● **EXERCISE DETAILS**:
Count the lines in the records below that contain the word "purple". Reply with only the number.

* Begin DATA EXCERPTS *

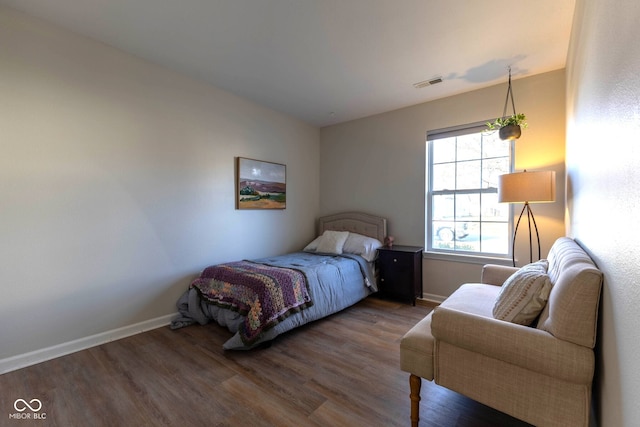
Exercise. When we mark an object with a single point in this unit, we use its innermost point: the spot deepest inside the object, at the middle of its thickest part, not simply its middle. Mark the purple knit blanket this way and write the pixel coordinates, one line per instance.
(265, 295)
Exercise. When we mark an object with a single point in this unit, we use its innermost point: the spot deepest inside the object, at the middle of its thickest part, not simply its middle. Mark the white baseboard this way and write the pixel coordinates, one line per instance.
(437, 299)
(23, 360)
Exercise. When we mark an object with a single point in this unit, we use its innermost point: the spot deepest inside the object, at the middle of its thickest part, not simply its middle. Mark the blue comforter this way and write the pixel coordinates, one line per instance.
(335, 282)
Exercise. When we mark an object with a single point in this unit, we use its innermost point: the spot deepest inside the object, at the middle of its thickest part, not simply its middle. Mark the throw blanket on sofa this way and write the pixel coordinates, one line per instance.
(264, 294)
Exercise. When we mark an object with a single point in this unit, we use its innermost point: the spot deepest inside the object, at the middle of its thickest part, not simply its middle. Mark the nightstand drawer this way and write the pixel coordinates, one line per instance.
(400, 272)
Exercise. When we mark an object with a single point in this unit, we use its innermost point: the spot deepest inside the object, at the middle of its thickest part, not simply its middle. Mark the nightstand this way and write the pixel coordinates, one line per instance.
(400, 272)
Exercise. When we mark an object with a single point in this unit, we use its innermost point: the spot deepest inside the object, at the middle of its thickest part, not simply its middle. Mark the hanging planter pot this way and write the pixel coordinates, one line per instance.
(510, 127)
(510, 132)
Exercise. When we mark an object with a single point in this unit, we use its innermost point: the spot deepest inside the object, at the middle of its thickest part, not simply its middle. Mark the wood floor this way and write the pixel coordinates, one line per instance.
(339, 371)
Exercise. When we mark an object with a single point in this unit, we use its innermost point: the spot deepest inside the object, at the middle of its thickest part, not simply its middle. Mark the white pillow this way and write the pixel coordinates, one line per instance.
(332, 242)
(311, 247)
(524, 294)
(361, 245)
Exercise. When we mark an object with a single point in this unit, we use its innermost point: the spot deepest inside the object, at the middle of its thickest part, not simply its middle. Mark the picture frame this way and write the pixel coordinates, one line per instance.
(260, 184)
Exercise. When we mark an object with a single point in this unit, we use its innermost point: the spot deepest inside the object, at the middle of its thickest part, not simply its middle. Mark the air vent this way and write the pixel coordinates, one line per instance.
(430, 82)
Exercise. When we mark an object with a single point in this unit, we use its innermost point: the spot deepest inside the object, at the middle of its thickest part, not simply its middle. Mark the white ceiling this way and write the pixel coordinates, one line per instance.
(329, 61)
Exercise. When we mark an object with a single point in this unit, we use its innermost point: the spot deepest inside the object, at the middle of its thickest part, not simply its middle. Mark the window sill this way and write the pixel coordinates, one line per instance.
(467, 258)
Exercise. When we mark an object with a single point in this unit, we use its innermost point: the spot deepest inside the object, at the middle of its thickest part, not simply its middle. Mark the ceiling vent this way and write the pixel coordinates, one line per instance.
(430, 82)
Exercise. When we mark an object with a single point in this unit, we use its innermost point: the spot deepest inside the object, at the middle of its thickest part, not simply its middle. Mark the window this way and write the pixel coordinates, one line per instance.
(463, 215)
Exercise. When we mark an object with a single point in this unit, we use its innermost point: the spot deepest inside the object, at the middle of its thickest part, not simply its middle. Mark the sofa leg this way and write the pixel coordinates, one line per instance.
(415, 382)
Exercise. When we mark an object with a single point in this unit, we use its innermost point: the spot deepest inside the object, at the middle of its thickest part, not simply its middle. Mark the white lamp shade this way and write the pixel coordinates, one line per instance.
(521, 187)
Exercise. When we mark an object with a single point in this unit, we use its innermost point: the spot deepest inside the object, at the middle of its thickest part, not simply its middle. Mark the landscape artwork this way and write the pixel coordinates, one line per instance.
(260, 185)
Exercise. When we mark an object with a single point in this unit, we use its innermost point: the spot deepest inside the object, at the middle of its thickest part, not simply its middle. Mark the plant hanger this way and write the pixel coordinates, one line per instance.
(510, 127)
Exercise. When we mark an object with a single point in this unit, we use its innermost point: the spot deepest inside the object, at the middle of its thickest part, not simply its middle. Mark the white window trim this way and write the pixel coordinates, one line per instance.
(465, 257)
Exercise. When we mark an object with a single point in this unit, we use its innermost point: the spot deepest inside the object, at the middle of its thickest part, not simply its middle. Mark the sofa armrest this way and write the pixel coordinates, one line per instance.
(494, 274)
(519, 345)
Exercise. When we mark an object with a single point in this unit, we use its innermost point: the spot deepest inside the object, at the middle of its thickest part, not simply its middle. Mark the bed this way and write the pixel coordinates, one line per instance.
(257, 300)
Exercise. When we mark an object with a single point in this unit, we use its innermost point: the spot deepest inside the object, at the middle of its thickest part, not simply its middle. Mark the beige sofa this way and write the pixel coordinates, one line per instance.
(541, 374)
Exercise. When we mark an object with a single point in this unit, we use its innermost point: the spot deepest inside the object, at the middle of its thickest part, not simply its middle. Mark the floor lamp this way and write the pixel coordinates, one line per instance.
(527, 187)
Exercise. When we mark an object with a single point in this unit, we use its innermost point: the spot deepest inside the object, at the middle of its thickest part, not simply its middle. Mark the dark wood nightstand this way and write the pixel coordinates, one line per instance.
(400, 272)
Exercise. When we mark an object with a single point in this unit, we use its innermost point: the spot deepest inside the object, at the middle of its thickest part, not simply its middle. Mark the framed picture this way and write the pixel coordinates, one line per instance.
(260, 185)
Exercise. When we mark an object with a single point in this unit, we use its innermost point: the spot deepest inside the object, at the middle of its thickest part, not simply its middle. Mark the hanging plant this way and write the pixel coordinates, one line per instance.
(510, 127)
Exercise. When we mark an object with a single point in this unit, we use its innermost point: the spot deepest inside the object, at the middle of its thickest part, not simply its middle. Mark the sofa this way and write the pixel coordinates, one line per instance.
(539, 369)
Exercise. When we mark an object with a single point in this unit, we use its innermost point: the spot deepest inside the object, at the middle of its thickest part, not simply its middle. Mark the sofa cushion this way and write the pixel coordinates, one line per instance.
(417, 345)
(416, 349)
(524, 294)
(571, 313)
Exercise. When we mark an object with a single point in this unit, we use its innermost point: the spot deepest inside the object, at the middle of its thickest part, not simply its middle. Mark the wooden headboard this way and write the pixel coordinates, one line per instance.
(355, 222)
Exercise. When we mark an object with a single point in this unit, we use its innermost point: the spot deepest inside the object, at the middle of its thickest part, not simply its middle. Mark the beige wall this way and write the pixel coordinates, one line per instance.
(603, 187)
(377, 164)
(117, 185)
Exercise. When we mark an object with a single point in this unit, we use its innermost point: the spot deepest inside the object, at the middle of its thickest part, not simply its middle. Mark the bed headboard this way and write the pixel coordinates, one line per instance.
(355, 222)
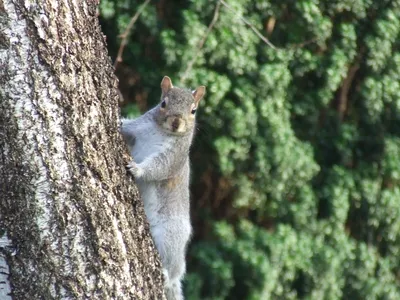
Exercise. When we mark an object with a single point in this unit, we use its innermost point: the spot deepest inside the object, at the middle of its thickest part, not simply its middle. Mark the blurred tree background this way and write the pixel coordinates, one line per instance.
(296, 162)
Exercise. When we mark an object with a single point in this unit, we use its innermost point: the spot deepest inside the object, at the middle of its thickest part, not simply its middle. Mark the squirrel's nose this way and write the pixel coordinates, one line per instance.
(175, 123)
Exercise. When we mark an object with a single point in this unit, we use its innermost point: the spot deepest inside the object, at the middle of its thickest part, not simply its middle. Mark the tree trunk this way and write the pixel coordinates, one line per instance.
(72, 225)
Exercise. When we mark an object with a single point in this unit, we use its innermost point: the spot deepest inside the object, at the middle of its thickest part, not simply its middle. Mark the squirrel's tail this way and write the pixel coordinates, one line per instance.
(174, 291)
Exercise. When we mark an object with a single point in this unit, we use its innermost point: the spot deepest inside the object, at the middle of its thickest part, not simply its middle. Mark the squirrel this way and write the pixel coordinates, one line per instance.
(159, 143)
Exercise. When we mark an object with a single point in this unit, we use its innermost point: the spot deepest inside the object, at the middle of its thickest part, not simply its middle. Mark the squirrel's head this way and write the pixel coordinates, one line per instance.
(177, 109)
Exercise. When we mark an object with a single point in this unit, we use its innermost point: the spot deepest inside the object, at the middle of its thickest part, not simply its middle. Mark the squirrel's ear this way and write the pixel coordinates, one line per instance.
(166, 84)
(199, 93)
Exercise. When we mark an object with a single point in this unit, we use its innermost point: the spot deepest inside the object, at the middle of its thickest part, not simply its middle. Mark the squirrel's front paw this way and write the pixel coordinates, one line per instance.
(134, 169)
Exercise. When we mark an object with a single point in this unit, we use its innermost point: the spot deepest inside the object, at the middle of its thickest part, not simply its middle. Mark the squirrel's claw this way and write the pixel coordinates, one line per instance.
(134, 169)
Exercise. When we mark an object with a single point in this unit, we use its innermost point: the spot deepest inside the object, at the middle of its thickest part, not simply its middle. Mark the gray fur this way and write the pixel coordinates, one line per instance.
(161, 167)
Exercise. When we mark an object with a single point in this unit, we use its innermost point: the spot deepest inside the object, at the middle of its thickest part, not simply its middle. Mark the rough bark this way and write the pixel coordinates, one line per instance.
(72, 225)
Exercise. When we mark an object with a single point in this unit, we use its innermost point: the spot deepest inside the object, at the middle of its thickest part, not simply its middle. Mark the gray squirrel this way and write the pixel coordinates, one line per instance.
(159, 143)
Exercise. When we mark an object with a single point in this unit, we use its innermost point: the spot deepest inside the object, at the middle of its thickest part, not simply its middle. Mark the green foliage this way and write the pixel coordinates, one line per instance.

* End DATA EXCERPTS *
* Begin DATA EXCERPTS *

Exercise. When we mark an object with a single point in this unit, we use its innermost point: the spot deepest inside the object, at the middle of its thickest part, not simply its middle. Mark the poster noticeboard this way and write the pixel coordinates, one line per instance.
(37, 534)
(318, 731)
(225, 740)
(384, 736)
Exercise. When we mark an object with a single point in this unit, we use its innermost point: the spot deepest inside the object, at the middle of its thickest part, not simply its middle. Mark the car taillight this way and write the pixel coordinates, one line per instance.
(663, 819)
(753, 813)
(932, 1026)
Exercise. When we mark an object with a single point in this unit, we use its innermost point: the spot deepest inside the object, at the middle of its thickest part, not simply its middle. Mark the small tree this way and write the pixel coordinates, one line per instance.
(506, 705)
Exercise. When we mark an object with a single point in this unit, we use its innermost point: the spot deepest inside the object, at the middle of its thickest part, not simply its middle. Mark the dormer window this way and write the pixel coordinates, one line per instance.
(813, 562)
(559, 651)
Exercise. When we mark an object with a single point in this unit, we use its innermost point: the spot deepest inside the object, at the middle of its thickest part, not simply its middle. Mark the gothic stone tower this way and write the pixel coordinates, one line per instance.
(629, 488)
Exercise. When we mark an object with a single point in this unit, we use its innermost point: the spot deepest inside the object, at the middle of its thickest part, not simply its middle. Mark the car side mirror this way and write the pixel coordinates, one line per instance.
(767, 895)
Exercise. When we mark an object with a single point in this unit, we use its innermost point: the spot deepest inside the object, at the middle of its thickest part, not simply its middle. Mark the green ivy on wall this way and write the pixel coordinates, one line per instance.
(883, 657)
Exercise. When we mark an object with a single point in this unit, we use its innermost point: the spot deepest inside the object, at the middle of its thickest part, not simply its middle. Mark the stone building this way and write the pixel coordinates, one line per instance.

* End DATA EXCERPTS *
* Begin DATA EXCERPTS *

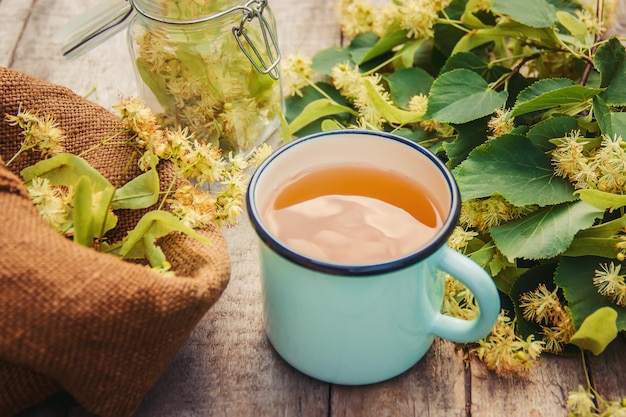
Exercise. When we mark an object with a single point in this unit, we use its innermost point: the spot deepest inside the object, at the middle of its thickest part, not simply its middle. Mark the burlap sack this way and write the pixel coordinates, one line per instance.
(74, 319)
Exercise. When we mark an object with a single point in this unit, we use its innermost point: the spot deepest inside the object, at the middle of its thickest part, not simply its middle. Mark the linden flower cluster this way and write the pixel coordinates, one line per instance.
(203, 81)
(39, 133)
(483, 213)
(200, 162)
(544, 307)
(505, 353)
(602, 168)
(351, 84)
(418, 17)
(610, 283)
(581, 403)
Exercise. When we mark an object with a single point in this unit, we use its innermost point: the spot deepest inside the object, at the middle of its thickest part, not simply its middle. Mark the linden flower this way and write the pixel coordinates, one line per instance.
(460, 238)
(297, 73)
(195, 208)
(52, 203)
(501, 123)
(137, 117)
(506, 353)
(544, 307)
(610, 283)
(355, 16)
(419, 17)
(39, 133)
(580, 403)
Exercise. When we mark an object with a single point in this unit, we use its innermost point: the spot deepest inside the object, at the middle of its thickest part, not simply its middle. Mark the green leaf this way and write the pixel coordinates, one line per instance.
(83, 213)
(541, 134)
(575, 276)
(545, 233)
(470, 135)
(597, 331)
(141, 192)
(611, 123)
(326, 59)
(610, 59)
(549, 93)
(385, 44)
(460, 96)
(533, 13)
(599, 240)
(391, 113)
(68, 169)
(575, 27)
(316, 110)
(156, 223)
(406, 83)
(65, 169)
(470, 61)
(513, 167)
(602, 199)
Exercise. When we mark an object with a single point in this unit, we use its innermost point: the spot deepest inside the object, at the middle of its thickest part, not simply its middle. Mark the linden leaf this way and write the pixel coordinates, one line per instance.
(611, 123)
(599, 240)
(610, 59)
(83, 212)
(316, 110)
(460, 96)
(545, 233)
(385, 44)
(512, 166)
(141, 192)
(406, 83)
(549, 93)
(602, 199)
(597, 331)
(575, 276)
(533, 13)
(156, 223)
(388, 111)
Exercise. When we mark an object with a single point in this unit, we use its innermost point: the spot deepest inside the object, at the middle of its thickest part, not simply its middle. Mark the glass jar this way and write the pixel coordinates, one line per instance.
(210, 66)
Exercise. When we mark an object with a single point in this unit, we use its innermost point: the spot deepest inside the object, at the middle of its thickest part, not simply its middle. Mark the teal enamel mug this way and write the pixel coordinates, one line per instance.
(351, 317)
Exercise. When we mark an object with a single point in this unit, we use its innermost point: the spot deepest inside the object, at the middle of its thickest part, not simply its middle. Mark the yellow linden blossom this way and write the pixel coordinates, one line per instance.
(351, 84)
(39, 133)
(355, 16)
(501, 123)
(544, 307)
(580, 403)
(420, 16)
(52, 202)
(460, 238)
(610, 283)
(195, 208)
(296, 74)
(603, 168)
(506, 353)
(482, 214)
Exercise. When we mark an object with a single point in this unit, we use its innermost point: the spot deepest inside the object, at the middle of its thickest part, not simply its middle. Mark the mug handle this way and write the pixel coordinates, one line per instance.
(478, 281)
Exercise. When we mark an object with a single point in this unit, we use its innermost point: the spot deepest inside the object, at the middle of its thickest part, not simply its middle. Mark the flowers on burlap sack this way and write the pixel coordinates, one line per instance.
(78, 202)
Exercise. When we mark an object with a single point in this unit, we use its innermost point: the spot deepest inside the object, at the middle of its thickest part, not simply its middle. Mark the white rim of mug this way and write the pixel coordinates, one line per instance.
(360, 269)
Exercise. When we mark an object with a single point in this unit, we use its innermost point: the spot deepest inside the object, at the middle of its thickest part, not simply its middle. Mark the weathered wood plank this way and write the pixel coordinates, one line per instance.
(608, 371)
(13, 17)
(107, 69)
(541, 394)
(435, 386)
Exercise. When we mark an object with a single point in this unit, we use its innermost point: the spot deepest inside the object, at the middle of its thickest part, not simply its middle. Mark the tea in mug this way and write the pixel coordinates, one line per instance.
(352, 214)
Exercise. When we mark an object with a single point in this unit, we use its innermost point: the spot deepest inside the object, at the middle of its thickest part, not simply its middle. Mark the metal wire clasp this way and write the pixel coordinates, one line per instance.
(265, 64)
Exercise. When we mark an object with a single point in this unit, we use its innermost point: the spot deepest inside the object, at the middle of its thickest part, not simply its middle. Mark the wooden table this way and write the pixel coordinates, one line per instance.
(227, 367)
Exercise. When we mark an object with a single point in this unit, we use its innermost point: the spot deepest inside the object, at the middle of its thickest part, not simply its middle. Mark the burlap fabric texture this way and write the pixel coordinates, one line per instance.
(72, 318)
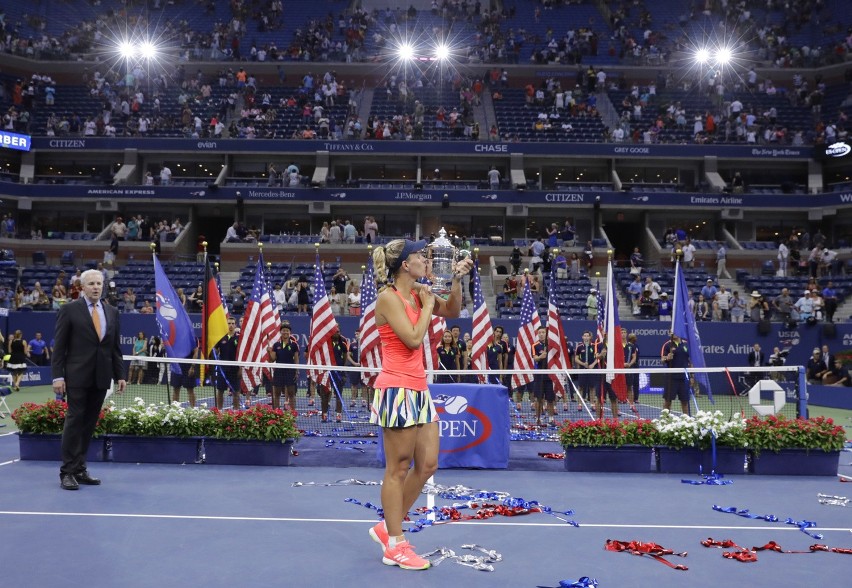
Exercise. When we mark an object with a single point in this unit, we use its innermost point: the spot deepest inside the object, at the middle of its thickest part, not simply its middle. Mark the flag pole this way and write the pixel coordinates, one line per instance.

* End DATA EXCERPTS *

● **ANSWER TO THIS PROBLEM**:
1